- [RAW DATA]
------------------------------------
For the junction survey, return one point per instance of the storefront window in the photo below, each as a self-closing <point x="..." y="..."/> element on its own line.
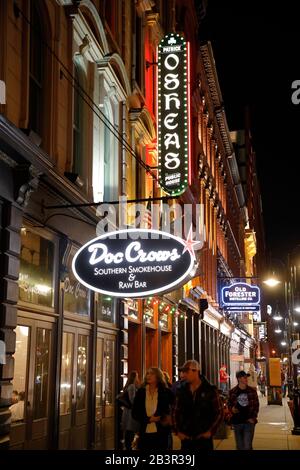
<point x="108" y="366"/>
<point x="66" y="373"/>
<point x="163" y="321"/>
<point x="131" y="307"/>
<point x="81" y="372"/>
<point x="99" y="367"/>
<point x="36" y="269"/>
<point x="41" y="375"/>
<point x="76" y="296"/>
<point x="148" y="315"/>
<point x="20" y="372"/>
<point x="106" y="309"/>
------------------------------------
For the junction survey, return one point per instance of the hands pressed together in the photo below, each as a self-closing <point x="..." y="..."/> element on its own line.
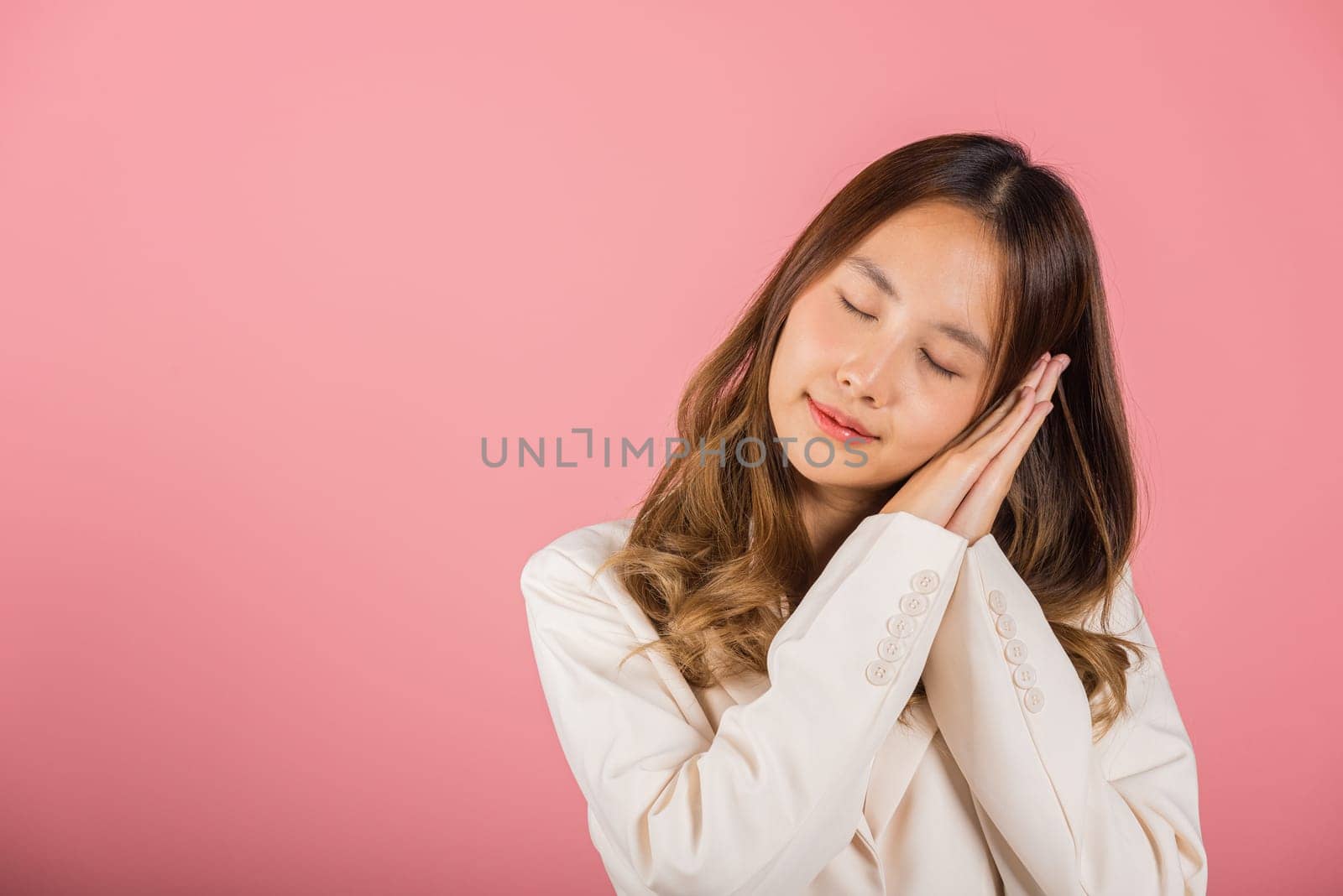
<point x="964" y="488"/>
------------------------------------
- [EXERCISE DESCRIPTION] Report each line of the records above that contains the word "together".

- [EXERCISE OUTPUT]
For the junction survey, return one point per instance of the hands pressed together in the photo below, each as a self-closing <point x="..." y="..."/> element on its own line.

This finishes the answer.